# [THE REQUEST]
Please give the listing again, word for word, with nothing left out.

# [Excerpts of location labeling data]

┏━━

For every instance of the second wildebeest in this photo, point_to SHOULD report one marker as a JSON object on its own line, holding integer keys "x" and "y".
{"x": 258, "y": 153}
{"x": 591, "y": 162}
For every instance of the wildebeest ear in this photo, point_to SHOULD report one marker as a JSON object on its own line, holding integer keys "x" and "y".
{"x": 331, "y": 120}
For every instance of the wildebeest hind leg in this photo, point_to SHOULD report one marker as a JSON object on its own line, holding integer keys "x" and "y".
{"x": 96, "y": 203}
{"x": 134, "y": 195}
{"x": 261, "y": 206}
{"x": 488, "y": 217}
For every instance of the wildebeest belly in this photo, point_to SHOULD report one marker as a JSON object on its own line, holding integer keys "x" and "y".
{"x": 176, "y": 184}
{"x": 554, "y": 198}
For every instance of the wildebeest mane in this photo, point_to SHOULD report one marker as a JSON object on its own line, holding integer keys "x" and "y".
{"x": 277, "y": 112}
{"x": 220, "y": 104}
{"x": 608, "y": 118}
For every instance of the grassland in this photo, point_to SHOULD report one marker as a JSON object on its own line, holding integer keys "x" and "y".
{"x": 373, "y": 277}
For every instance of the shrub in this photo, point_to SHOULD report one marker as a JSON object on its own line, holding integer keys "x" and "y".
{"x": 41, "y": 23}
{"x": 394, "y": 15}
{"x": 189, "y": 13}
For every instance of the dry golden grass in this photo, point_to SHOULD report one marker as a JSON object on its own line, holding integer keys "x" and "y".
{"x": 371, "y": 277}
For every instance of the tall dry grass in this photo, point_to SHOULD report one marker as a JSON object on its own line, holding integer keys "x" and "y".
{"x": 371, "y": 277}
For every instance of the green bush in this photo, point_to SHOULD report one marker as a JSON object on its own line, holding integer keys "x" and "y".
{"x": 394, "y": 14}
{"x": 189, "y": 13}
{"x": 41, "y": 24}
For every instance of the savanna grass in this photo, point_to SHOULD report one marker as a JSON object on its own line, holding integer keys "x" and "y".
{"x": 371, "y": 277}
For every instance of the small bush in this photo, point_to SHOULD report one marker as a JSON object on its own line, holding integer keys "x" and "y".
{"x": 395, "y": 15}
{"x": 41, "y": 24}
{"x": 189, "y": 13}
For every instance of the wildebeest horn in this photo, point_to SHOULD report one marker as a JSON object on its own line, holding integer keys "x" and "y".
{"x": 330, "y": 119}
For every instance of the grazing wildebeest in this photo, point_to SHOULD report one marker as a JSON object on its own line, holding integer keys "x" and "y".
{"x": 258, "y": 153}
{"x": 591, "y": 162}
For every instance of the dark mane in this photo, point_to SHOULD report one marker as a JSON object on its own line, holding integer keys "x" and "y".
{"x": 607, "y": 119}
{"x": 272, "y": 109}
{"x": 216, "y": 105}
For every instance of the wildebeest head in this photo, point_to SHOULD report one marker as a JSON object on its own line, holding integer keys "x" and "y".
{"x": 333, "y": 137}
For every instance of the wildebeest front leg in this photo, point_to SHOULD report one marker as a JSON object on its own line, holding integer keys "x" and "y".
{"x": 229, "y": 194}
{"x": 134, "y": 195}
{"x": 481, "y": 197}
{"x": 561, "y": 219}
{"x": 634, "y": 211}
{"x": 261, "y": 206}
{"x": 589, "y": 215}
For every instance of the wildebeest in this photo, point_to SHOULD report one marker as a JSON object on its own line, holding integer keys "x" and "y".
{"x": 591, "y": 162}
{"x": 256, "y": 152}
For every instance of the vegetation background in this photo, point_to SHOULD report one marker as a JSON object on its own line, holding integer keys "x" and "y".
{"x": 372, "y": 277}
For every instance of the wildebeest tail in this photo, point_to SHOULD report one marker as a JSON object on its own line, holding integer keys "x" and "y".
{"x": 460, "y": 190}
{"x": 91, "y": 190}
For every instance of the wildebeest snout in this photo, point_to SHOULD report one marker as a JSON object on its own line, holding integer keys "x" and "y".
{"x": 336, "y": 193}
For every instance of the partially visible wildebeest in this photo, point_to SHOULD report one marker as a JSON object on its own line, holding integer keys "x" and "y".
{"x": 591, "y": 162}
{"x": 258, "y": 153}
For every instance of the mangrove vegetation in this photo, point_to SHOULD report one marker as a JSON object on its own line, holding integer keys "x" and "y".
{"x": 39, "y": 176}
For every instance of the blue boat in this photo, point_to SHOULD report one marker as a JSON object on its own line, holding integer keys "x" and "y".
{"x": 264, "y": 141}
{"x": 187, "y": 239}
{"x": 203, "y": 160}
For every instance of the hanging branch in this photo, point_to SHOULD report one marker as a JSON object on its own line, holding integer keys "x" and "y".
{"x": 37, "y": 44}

┗━━

# [EXPECTED ANSWER]
For every instance of the second wildebeest in this photo, point_to SHOULD report one marker as a JSON object on its own line, holding integer keys "x" and "y".
{"x": 258, "y": 153}
{"x": 591, "y": 162}
For every instance of the wildebeest ear in this photo, point_to SHOULD report one marker as a JSON object on its own line, holding integer keys "x" and "y".
{"x": 331, "y": 120}
For every instance of the wildebeest hind leg in this photo, point_to SHOULD report one marker as a JSON object on its own line, holding integer keys "x" and "y".
{"x": 96, "y": 203}
{"x": 134, "y": 195}
{"x": 261, "y": 206}
{"x": 488, "y": 217}
For every instance of the wildebeest belly in this photo, point_to SHOULD report one marker as a JSON object on its own line, holding integer keys "x" and "y".
{"x": 176, "y": 184}
{"x": 554, "y": 198}
For every instance of the wildebeest mane in this photo, point_to SHOULD report one marker as a JSON object on its own line, holding integer keys "x" and "y".
{"x": 277, "y": 112}
{"x": 220, "y": 104}
{"x": 608, "y": 118}
For every instance of the grassland in this photo, point_to SHOULD report one marker as a JSON object on its own line, holding integer keys "x" and "y".
{"x": 373, "y": 277}
For every instance of the shrub in this photo, point_to SHOULD report one marker as a JSON object on its own line, holding integer keys "x" and "y".
{"x": 41, "y": 23}
{"x": 394, "y": 15}
{"x": 189, "y": 13}
For every instance of the dry golden grass in this photo, point_to SHOULD report one marker as a JSON object on its own line, holding integer keys "x" and "y".
{"x": 371, "y": 277}
For every instance of the tall dry grass in this photo, point_to SHOULD report one marker as a JSON object on its own line, holding integer keys "x" and "y".
{"x": 371, "y": 277}
For every instance of the green bush in this photo, point_to SHOULD report one marker as a JSON object on its own line, holding integer keys "x" and "y".
{"x": 394, "y": 14}
{"x": 189, "y": 13}
{"x": 41, "y": 24}
For every instance of the savanna grass in this photo, point_to SHOULD report one marker as a JSON object on its own line, holding integer keys "x" and "y".
{"x": 371, "y": 277}
For every instance of the small bush in this photo, point_to SHOULD report one marker as a JSON object on its own line, holding integer keys "x" and "y".
{"x": 395, "y": 15}
{"x": 41, "y": 24}
{"x": 189, "y": 13}
For every instance of the wildebeest horn in this photo, point_to SHOULD report one marker as a JSON object on its own line, holding integer keys "x" and "y".
{"x": 330, "y": 119}
For every instance of the grazing wildebeest in this photo, point_to SHOULD report one marker as a JSON object on its own line, holding integer keys "x" and "y".
{"x": 258, "y": 153}
{"x": 591, "y": 162}
For every instance of the dark mane in this photo, point_to SHOULD report one marker as a JSON object on its own line, holding integer keys "x" and "y".
{"x": 607, "y": 119}
{"x": 272, "y": 109}
{"x": 216, "y": 105}
For every instance of the wildebeest head in this photo, point_to SHOULD report one marker as a JSON object on its own line, holding integer keys "x" and "y".
{"x": 333, "y": 137}
For every instance of the wildebeest front leg in this photo, point_to SHOULD report one marker as a JSON object on its own line, holding integer keys "x" and "y".
{"x": 229, "y": 194}
{"x": 134, "y": 195}
{"x": 481, "y": 197}
{"x": 561, "y": 219}
{"x": 634, "y": 211}
{"x": 261, "y": 206}
{"x": 589, "y": 215}
For every instance of the wildebeest in this photo, point_to SHOULD report one marker as a JSON object on its own line, holding integer keys "x" and "y".
{"x": 591, "y": 162}
{"x": 256, "y": 152}
For every instance of the vegetation background in this photo, point_to SHOULD report one marker as a JSON object on its own line, holding integer keys "x" and "y".
{"x": 372, "y": 277}
For every instance of the wildebeest tail in this photo, point_to SHOULD report one marker as a JSON object on its own line, holding integer keys "x" and "y".
{"x": 460, "y": 190}
{"x": 91, "y": 190}
For every instance of the wildebeest snout in this photo, point_to SHOULD report one marker as a JSON object on its own line, holding integer keys "x" and "y".
{"x": 336, "y": 193}
For every instance of the partially visible wildebeest in this photo, point_to SHOULD report one marker as a JSON object on its own line, holding integer keys "x" and "y".
{"x": 591, "y": 162}
{"x": 258, "y": 153}
For every instance of the mangrove vegetation in this photo, point_to SHOULD report one marker as a JSON object on its own line, holding integer keys "x" and "y".
{"x": 39, "y": 176}
For every instance of the blue boat in this photo, point_to SHOULD report one marker as a JSON object on its own line, holding integer keys "x" and "y".
{"x": 264, "y": 141}
{"x": 187, "y": 239}
{"x": 203, "y": 160}
For every instance of the hanging branch in this photo, point_to SHOULD report one marker as a JSON object on its own line, holding integer keys "x" and "y".
{"x": 37, "y": 44}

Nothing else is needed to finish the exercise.